## Exercise requirements
Give the lines below as a JSON list of strings, one string per line, with blank lines left out. Begin at the line that contains "Draw the outline of every instance of the bare" and stop after the line that contains "[[[119,0],[0,0],[0,14],[102,16],[118,15]]]".

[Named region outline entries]
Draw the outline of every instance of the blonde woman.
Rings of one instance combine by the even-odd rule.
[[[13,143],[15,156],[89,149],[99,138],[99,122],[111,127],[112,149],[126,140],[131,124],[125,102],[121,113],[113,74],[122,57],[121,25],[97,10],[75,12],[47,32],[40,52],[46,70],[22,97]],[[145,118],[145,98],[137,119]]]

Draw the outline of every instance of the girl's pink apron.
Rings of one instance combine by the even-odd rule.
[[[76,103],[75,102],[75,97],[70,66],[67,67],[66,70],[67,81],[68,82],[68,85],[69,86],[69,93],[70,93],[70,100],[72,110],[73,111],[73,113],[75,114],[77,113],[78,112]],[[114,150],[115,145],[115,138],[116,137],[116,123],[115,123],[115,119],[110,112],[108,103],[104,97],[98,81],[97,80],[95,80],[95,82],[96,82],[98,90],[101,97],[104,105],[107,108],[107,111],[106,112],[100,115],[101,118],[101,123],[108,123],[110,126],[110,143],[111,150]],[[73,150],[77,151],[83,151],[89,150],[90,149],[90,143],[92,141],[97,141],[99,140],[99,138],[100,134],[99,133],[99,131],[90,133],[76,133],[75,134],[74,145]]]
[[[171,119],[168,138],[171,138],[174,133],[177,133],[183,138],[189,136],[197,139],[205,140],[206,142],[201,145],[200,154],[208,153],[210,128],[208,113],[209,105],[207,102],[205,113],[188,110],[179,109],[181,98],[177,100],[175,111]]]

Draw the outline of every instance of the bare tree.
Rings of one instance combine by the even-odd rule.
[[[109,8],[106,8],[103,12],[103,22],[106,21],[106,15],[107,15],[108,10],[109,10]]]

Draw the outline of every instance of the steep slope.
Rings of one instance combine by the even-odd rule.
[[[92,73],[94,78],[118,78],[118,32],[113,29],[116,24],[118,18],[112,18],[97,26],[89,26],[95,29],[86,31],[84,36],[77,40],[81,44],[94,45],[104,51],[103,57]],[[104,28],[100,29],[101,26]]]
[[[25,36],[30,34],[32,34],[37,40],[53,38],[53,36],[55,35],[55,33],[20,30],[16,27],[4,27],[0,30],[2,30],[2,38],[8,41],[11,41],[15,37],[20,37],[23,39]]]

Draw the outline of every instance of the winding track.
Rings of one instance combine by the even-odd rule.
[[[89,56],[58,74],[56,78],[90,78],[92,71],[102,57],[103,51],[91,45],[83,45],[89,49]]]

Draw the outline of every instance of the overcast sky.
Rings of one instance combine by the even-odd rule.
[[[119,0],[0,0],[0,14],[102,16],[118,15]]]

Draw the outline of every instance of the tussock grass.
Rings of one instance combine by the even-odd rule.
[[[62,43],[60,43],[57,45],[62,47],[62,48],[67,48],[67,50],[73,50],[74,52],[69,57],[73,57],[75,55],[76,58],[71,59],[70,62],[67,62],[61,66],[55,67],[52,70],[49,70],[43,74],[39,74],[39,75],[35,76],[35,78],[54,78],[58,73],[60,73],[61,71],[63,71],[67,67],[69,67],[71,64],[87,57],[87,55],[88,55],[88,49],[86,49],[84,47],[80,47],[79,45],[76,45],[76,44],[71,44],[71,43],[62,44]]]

## Expected answer
[
  "Draw the outline of every instance of the bare tree.",
  "Rings of one instance combine by the even-odd rule.",
  "[[[109,8],[106,8],[103,12],[103,22],[106,21],[106,15],[107,15],[108,10],[109,10]]]",
  "Draw the outline of every instance of the steep slope.",
  "Rings of one instance combine by the even-odd rule.",
  "[[[92,73],[94,78],[118,78],[118,32],[113,29],[116,24],[118,18],[112,18],[97,26],[89,26],[95,29],[86,31],[84,36],[77,40],[81,44],[94,45],[104,51],[103,57]],[[104,28],[100,29],[101,26]]]",
  "[[[25,36],[30,34],[32,34],[37,40],[53,38],[53,36],[55,35],[55,33],[20,30],[16,27],[4,27],[0,30],[2,30],[2,38],[8,41],[11,41],[15,37],[20,37],[23,39]]]",
  "Draw the outline of every instance of the winding track.",
  "Rings of one instance combine by the even-odd rule.",
  "[[[89,56],[58,74],[56,78],[90,78],[92,71],[102,57],[103,51],[91,45],[83,45],[89,49]]]",
  "Draw the outline of every instance of the overcast sky.",
  "Rings of one instance combine by the even-odd rule.",
  "[[[119,0],[0,0],[0,14],[102,16],[118,15]]]"
]